DESCRIPTION OF THE TASK » Transcribe the entries below exactly as they appear.
== STUDY MATERIAL ==
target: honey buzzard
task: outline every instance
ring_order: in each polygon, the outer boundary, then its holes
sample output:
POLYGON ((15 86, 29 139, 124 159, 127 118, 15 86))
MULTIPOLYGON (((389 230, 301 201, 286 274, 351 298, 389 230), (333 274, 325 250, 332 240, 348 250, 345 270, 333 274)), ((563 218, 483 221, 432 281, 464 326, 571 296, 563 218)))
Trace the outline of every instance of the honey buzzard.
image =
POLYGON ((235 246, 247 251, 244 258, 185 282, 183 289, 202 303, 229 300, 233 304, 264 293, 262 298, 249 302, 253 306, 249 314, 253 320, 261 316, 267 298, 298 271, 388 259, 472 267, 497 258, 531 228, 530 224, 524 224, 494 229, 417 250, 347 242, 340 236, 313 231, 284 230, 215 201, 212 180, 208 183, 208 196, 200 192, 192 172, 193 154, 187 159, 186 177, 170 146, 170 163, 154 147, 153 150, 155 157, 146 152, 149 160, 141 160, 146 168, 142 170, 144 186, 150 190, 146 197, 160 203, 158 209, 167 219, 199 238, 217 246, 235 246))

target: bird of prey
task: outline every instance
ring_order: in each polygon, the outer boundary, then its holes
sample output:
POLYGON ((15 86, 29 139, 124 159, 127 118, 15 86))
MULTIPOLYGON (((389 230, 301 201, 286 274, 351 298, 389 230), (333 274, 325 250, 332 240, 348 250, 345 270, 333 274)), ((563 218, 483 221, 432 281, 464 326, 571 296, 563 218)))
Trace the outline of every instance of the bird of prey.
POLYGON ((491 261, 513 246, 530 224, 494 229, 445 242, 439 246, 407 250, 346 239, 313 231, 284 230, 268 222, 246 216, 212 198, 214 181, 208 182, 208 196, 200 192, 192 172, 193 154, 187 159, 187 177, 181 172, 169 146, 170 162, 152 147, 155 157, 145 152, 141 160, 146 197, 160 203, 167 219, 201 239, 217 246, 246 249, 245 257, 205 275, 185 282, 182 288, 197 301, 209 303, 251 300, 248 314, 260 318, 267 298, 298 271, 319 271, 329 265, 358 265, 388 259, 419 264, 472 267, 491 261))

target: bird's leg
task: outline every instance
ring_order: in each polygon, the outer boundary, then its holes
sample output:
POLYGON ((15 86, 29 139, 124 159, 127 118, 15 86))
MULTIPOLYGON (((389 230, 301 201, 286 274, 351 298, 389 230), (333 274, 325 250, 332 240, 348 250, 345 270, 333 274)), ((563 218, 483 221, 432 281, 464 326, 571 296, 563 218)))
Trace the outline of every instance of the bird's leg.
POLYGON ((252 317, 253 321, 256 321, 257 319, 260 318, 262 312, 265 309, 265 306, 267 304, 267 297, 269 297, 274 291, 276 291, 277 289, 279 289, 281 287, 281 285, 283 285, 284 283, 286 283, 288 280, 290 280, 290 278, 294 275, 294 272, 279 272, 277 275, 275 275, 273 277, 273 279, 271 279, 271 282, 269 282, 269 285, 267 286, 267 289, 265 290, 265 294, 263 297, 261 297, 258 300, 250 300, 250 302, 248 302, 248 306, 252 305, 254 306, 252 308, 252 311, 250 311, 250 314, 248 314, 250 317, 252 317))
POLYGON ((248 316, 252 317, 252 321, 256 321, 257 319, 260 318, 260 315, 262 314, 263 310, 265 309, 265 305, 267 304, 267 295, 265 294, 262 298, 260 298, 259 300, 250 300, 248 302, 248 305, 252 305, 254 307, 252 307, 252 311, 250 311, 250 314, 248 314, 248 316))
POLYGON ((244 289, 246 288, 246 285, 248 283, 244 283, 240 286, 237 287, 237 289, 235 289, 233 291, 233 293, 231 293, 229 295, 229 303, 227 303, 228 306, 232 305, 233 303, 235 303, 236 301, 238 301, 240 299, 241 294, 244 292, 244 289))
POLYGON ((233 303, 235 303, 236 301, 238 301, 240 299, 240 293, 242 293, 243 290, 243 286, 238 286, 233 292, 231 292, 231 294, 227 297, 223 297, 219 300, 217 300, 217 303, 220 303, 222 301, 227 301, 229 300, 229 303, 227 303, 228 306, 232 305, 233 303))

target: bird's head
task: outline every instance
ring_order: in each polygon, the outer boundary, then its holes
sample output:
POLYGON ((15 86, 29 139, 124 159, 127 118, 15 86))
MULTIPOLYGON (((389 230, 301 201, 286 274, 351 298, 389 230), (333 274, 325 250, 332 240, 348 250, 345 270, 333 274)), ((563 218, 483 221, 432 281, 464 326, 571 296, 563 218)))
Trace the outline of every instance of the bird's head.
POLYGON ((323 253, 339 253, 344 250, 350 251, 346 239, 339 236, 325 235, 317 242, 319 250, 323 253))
===
ANSWER SPACE »
target: honey buzzard
task: outline every instance
ring_order: in each polygon, the outer boundary, then its holes
sample output:
POLYGON ((15 86, 29 139, 124 159, 127 118, 15 86))
MULTIPOLYGON (((389 230, 301 201, 286 274, 351 298, 389 230), (333 274, 325 250, 332 240, 348 250, 345 270, 333 274)), ((563 218, 483 221, 432 281, 464 326, 571 296, 563 218)))
Trace the outline of every instance of the honey buzzard.
image =
POLYGON ((235 246, 247 251, 244 258, 185 282, 183 289, 202 303, 229 300, 233 304, 264 293, 262 298, 249 302, 253 306, 249 314, 253 320, 261 316, 267 298, 298 271, 388 259, 472 267, 497 258, 531 228, 530 224, 524 224, 494 229, 417 250, 347 242, 340 236, 313 231, 284 230, 215 201, 212 180, 208 183, 208 196, 200 192, 192 172, 193 154, 187 159, 186 177, 170 146, 170 163, 154 147, 153 150, 155 157, 146 152, 149 160, 141 160, 146 168, 142 170, 144 186, 150 190, 146 197, 160 203, 158 209, 167 219, 199 238, 217 246, 235 246))

target: bird of prey
task: outline every instance
ring_order: in each polygon, the outer boundary, then its holes
sample output:
POLYGON ((15 86, 29 139, 124 159, 127 118, 15 86))
MULTIPOLYGON (((389 230, 301 201, 286 274, 351 298, 389 230), (333 274, 325 250, 332 240, 348 250, 345 270, 333 274)), ((563 218, 483 221, 432 281, 464 326, 571 296, 563 218)))
Trace the outline of every instance of the bird of prey.
POLYGON ((491 261, 513 246, 530 224, 494 229, 445 242, 439 246, 407 250, 346 239, 313 231, 284 230, 268 222, 246 216, 212 198, 214 181, 208 182, 208 196, 200 192, 192 172, 193 154, 187 159, 187 177, 181 172, 169 146, 170 162, 152 147, 155 157, 145 152, 141 160, 146 197, 160 203, 167 219, 201 239, 217 246, 246 249, 245 257, 205 275, 185 282, 182 288, 197 301, 209 303, 251 300, 248 314, 260 318, 267 298, 298 271, 319 271, 329 265, 358 265, 388 259, 419 264, 472 267, 491 261))

target: bird's leg
task: outline every instance
ring_order: in each polygon, the outer boundary, then its holes
sample output:
POLYGON ((15 86, 29 139, 124 159, 127 118, 15 86))
MULTIPOLYGON (((389 230, 301 201, 286 274, 351 298, 389 230), (333 274, 325 250, 332 240, 348 250, 345 270, 333 274)), ((563 218, 483 221, 432 281, 464 326, 571 296, 563 218)))
Trace the outline of every instance of the bird's leg.
POLYGON ((252 317, 253 321, 256 321, 257 319, 260 318, 262 312, 265 309, 265 306, 267 304, 267 297, 269 297, 274 291, 276 291, 277 289, 279 289, 281 287, 281 285, 283 285, 284 283, 286 283, 288 280, 290 280, 290 278, 294 275, 294 272, 279 272, 277 275, 275 275, 273 277, 273 279, 271 279, 271 282, 269 282, 269 285, 267 286, 267 289, 265 290, 265 294, 263 297, 261 297, 258 300, 250 300, 250 302, 248 302, 248 306, 252 305, 254 306, 252 308, 252 311, 250 311, 250 314, 248 314, 250 317, 252 317))
POLYGON ((248 316, 252 317, 252 321, 256 321, 257 319, 260 318, 260 315, 262 314, 263 310, 265 309, 265 305, 267 304, 267 295, 265 294, 262 298, 260 298, 259 300, 250 300, 248 302, 248 305, 252 305, 254 307, 252 307, 252 311, 250 311, 250 314, 248 314, 248 316))
POLYGON ((244 289, 246 288, 246 285, 248 283, 244 283, 240 286, 237 287, 237 289, 235 289, 233 291, 233 293, 231 293, 229 295, 229 303, 227 303, 228 306, 232 305, 233 303, 235 303, 236 301, 238 301, 240 299, 241 294, 244 292, 244 289))
POLYGON ((233 303, 235 303, 236 301, 238 301, 240 299, 240 293, 242 293, 243 290, 243 286, 238 286, 233 292, 231 292, 231 294, 227 297, 223 297, 219 300, 217 300, 217 303, 220 303, 222 301, 227 301, 229 300, 229 303, 227 303, 228 306, 232 305, 233 303))

target: bird's head
task: outline every instance
ring_order: in each polygon, the outer boundary, then its holes
sample output:
POLYGON ((15 86, 29 139, 124 159, 127 118, 15 86))
MULTIPOLYGON (((389 230, 301 201, 286 274, 351 298, 389 230), (333 274, 325 250, 332 240, 348 250, 345 270, 333 274)), ((563 218, 483 221, 432 281, 464 326, 571 296, 563 218)))
Trace the outline of every instance of the bird's head.
POLYGON ((323 253, 339 253, 344 250, 350 251, 346 239, 339 236, 325 235, 317 242, 319 250, 323 253))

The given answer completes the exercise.